THE DATA
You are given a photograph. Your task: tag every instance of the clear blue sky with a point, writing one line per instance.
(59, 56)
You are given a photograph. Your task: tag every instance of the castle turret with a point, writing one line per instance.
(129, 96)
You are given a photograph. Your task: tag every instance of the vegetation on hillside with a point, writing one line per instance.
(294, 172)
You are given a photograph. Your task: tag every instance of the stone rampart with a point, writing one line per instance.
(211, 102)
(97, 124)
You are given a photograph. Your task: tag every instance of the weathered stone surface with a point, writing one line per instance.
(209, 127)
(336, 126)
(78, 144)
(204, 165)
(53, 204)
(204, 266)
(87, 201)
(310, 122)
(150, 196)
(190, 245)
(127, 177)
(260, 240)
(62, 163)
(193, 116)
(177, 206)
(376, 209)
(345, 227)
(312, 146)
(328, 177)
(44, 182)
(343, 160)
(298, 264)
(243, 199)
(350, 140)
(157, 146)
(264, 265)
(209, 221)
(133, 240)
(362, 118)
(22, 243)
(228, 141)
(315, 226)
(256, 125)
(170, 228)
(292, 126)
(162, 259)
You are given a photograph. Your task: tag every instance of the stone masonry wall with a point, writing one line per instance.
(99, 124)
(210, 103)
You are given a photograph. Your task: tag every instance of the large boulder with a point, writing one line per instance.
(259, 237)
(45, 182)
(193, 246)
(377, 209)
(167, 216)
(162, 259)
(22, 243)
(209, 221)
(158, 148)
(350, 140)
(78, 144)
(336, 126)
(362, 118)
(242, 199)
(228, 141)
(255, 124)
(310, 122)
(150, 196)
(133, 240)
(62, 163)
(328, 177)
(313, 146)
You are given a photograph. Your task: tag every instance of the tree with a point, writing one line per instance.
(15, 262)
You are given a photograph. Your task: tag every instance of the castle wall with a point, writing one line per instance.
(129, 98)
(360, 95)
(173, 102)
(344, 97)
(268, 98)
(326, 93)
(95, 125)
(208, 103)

TASK STATEMENT
Rewrite the records above, replacing "tag" with "mark" wherever it occurs and keeping everything else the same.

WRITTEN RESPONSE
You are given a photograph. Your task: mark every instance of the clear blue sky with a point, writing one line per instance.
(59, 56)
You are given a photograph. Your task: mark every instance of the castle turret with a point, writing one line per instance.
(129, 96)
You are given a photograph. Your task: mark every instance of the vegetation on hillside with a point, writing one line per instance.
(294, 172)
You are given a photograph. Your task: mark every instance of the stone rampart with a point, writing one line per instance.
(211, 102)
(97, 124)
You are given a photograph. Your task: mark every instance of the weathered stone surface with a point, writing one line per instance.
(209, 127)
(336, 126)
(78, 144)
(204, 165)
(53, 204)
(204, 266)
(87, 201)
(310, 122)
(150, 196)
(190, 245)
(127, 177)
(260, 240)
(62, 163)
(193, 116)
(177, 206)
(376, 209)
(345, 227)
(312, 146)
(328, 177)
(44, 182)
(343, 160)
(298, 264)
(243, 199)
(350, 140)
(157, 146)
(264, 265)
(209, 221)
(133, 240)
(362, 118)
(22, 243)
(228, 141)
(315, 226)
(256, 125)
(170, 228)
(292, 126)
(162, 259)
You are given a photograph. Your task: mark every instance of the stone masonry wall with a point, writing one line per instance.
(99, 124)
(210, 103)
You are given a photograph. Your task: mark every instance of the large boulder with a point, writing one line per instance.
(259, 237)
(45, 182)
(193, 246)
(377, 209)
(167, 216)
(162, 259)
(22, 243)
(209, 221)
(158, 148)
(350, 140)
(78, 144)
(336, 126)
(362, 118)
(242, 199)
(228, 141)
(255, 124)
(310, 122)
(150, 196)
(133, 240)
(62, 163)
(328, 177)
(313, 146)
You are given a photograph. Your task: mark every instance of the tree with a point, writing one line per instance.
(15, 262)
You are given a photograph. Your task: mark every instance of the castle wall with a point, writing one line per instance.
(129, 98)
(360, 95)
(173, 102)
(344, 97)
(268, 98)
(326, 93)
(95, 125)
(208, 103)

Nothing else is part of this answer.